EXCERPT PROVIDED:
---------------

Thursday 23 October 2008

Watching the Indicators

(By Richard Holway)

Exchange rates

As you’ve no doubt picked up, Sterling v Dollar has somewhat tanked in the last few days. It was £1=$1.62 last night. A year ago it was £1=$2.005. Whether this is ‘good’ or ‘bad’ is debateable but the words used in the media – like ‘slump’ – rather indicates that most think it is ‘bad’. At Ovum (where I was a director until the Datamonitor acquisition in Dec 06), we made around 75% of our revenues outside the UK in mostly $-denominated prices. However c75% of our cost base was in the UK. It was impossible to increase our $ pricelist as sterling strengthened and we just had to watch it hit the bottom line. So, if I was still on the Ovum board today, I’d no doubt have a smile on my face.

Interest rates

Another indicator is interest rates. All the pundits suggest another half point cut in November and maybe a base rate as low 3% in 2009. This is considered as ‘good’. Go tell that to the large contingent of older people (dare I say it, like me?) who live off the interest and dividends (now non-existent for bank stocks) on the savings accumulated during a lifetime of work. They face a near 50% fall in their ‘income’ in the next year.

Memory Stick Price Index

Returning to tech, I’ve long wanted to established a Memory Stick Price Index as a way of demonstrating the harsher end of tech price reductions. At the 2004 Regent Conference, all the delegates were given a 32mb memory stick (I still use it!). At the 2008 Regent Conference the gift was a 1gb memory stick. In 2005, I bought a 512mb memory stick and it cost me £69.99. Today, I have received an email alert from Amazon offering a Sandisk 8Gb memory stick for £9.77! One suspects this collapse in prices has a lot to do with Samsung abandoning SanDisk take over (FT 23rd Oct 08) “citing the US flash memory card maker’s declining value and wider industry downturn”.

---------------

PROBLEM 1:
According to the commentary on economic indicators, what was the Sterling-to-Dollar exchange rate a year earlier?
PROBLEM 2:
In the commentary on economic indicators, swap "savings" for "investments" and write out everything from "Another indicator is" down to "the next year.".
The rows have no connection to the commentary on economic indicators.

[Saved data entries]
---------------

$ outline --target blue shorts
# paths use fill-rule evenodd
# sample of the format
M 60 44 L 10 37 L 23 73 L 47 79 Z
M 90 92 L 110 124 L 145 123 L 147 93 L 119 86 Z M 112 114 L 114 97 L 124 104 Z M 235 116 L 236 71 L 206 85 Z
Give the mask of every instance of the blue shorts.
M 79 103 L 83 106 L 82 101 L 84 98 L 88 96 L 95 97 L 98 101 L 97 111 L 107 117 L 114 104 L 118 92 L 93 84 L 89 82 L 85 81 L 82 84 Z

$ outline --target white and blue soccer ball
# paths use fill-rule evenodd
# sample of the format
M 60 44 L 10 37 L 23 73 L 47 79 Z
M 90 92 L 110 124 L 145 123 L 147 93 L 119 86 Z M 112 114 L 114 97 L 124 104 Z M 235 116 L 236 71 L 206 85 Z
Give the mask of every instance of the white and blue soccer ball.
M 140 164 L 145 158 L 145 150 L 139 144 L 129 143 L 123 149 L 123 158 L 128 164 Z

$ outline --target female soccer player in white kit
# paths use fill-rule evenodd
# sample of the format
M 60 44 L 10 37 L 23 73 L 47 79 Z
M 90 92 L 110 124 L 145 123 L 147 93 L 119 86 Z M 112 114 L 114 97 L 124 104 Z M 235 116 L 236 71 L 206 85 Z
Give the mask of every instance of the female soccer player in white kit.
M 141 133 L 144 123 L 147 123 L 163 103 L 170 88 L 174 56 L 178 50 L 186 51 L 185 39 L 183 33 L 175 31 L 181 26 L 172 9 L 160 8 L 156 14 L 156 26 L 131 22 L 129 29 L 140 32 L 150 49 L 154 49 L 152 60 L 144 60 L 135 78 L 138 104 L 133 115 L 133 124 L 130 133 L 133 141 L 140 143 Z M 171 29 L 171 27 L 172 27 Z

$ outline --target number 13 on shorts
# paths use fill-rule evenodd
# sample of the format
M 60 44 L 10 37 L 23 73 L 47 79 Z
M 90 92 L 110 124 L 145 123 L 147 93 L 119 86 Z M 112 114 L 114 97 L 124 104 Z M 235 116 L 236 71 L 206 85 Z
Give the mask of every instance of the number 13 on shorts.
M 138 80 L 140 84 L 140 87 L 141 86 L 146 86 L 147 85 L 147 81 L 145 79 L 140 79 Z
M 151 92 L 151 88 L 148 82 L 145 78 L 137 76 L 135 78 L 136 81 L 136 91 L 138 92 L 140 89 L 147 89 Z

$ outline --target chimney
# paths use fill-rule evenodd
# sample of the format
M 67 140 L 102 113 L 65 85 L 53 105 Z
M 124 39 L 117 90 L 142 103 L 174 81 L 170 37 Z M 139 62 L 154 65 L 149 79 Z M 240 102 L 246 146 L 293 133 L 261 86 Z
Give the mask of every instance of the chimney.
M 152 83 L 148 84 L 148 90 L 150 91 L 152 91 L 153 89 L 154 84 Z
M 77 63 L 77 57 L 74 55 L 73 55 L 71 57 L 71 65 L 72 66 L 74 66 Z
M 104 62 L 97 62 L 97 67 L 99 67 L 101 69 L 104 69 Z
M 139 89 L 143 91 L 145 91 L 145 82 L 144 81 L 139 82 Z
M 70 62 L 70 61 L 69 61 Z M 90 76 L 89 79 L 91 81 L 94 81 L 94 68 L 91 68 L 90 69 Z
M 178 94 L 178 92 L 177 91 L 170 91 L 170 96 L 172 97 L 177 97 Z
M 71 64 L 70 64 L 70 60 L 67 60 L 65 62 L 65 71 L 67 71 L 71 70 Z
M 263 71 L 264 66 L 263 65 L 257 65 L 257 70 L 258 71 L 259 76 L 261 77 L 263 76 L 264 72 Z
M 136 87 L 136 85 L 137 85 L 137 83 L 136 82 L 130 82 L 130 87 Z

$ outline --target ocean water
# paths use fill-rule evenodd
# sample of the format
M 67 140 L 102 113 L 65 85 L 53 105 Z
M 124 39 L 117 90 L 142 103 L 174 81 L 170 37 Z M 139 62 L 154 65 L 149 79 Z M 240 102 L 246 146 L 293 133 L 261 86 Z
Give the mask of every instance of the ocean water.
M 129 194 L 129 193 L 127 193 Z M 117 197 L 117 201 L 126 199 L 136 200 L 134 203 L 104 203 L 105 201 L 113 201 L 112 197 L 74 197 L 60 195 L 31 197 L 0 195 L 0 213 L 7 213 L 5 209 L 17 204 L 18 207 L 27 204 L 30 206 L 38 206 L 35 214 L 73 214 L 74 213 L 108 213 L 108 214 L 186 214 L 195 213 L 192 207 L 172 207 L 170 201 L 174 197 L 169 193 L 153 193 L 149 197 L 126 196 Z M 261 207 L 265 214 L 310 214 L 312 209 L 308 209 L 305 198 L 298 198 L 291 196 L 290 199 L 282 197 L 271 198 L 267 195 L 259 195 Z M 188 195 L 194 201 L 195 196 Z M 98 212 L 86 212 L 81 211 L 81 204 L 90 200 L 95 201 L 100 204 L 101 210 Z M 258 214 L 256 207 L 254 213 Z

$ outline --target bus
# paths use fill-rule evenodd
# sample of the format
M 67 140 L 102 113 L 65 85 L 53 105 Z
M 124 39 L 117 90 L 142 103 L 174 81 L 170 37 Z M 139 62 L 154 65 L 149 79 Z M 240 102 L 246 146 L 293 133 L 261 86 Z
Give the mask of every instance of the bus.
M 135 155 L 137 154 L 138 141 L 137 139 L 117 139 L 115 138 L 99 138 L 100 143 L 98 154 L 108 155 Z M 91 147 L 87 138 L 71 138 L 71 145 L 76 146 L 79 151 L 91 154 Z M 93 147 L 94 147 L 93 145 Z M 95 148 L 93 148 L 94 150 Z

---------------

TASK RESPONSE 1:
£1=$2.005

TASK RESPONSE 2:
Another indicator is interest rates. All the pundits suggest another half point cut in November and maybe a base rate as low 3% in 2009. This is considered as ‘good’. Go tell that to the large contingent of older people (dare I say it, like me?) who live off the interest and dividends (now non-existent for bank stocks) on the investments accumulated during a lifetime of work. They face a near 50% fall in their ‘income’ in the next year.